## Excerpted text
____________________

Available at: http://digitalcommons.calpoly.edu/theses/947
Date of Award
MS in Agriculture - Dairy Products Technology
Coffee is a popular and well-loved beverage consumed worldwide by millions of people every day. While most patrons of coffee do so because of its unique and satisfying taste, consumers may be unaware of the potential beneficial health effects it also imparts. The antioxidants found in green coffee beans collectively known as chlorogenic acids (CGA) and caffeine are two of the most abundant bioactive compounds present in coffee. Both these bioactive compounds have been implicated in many studies to impart a wide range of health benefits, from reducing the risk of Type 2 diabetes, to their use as aides in weight management. Indeed, epidemiological studies on people who consume moderate amounts of coffee on a regular basis have unanimously shown benefits to overall health.
While caffeine and CGA are naturally occurring compounds in coffee, their potential in conferring beneficial health effects warrant research into other potential food matrixes that can be used to bind and deliver these bioactive compounds into foods that do not naturally contain them. Milk proteins, specifically caseins, have been shown to be excellent vehicles to both bind and deliver sensitive bioactive compounds of various chemical and physical properties. Caseins have been shown in numerous studies to successfully bind to molecules such as vitamin D2, ω-3 polyunsaturated fatty acids (DHA), and iron to name a few. Because caseins exhibit high versatility in binding a variety of molecules, caseins were the milk protein of choice for the experiments in this thesis.
Polyphenols have been the subject of many studies on its binding capacity with milk proteins, but research on the binding capacity of caffeine with caseins is limited. Therefore, the objectives of this thesis are threefold: 1) develop, optimize and validate an HPLC method for the accurate and simultaneous determination of caffeine and CGA, 2) establish a procedure by which caffeine and CGA bind to sodium caseinate, and 3) determine the optimal treatment conditions of pH and temperature to increase binding interactions and speculate on the mechanism of binding for each bioactive compound.
A reversed phase HPLC (RP-HPLC) method was developed and subjected to validation studies with good results in linearity (caffeine R2 = 0.9992, CGA R2 = 0.9995) and precision (RSD of caffeine <1%, RSD of CGA <2%). The developed method also demonstrated selectivity for caffeine and CGA. This method was then used to analyze sodium caseinate samples containing caffeine and 5-CGA. The results from these studies have shown that binding interactions between caffeine and sodium caseinate are temperature dependent (p < 0.01) whereas binding interactions between CGA and sodium caseinate are influenced by both pH and temperature (p < 0.01). Elucidating the binding mechanisms of caffeine and CGA to sodium caseinate and providing a sensitive analytical technique by which these compounds can be accurately quantified may facilitate future research involving the use of caffeine and CGA in many other facets, as well as promoting its increased use in the dairy industry.

____________________

## Problem requirements
Please restate the coffee abstract, starting with "Available at: http://digitalcommons.calpoly.edu/theses/947" and going on through "to overall health.", substituting "drink" for "beverage".

## Data
____________________

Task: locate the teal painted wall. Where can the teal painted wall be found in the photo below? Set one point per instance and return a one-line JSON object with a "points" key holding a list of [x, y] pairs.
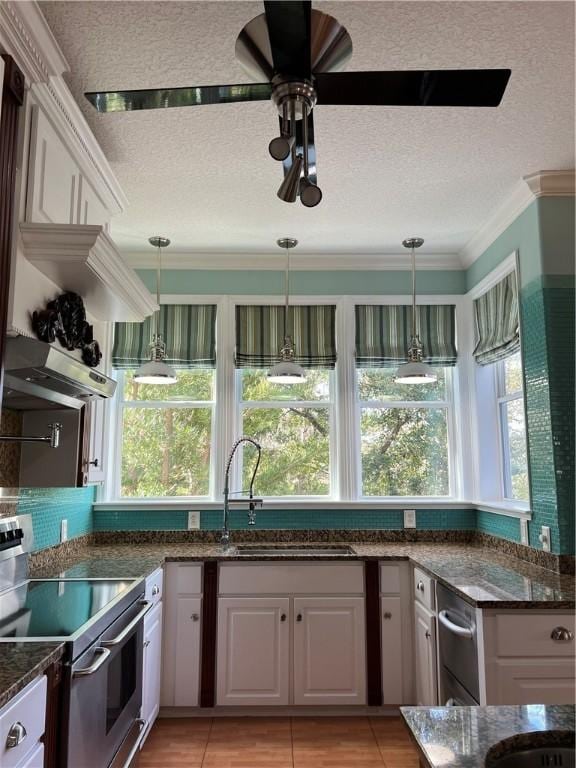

____________________

## Finished task
Available at: http://digitalcommons.calpoly.edu/theses/947
Date of Award
MS in Agriculture - Dairy Products Technology
Coffee is a popular and well-loved drink consumed worldwide by millions of people every day. While most patrons of coffee do so because of its unique and satisfying taste, consumers may be unaware of the potential beneficial health effects it also imparts. The antioxidants found in green coffee beans collectively known as chlorogenic acids (CGA) and caffeine are two of the most abundant bioactive compounds present in coffee. Both these bioactive compounds have been implicated in many studies to impart a wide range of health benefits, from reducing the risk of Type 2 diabetes, to their use as aides in weight management. Indeed, epidemiological studies on people who consume moderate amounts of coffee on a regular basis have unanimously shown benefits to overall health.